> Aim of the exercise:
In the movie screening announcement, what larger project is the screening of Constantin and Elena part of, who organizes it, and how does the announcement describe that project? Answer in one to three sentences.

> Document excerpt:
Movie screening: Constantin and Elena (2009)

directed by Andrei Dascalescu

Movie screening: Constantin and Elena (2009)

Free screening with coffe and talk.

The IDFA awarded documentary Constantin and Elena (2009) is a bitter-sweet story of an
Eastern European couple enjoying the simple life.

More information: https://www.facebook.com/events/1559912807596814/

- download poster –


The screening is organized by Platform Spartak and it’s part of the Ulysses’ Gaze project, a series of monthly screenings of films from Eastern Europe, mainly focused on migration.

> Given entries:
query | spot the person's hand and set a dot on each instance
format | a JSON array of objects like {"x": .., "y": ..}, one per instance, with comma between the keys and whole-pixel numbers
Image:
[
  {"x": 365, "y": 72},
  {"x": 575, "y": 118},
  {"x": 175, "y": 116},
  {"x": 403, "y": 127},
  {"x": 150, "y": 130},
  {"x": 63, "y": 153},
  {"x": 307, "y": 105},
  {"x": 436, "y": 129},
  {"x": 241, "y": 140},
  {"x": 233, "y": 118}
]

> Task answer:
The screening is part of the Ulysses' Gaze project and is organized by Platform Spartak. The project is a series of monthly screenings of films from Eastern Europe, mainly focused on migration.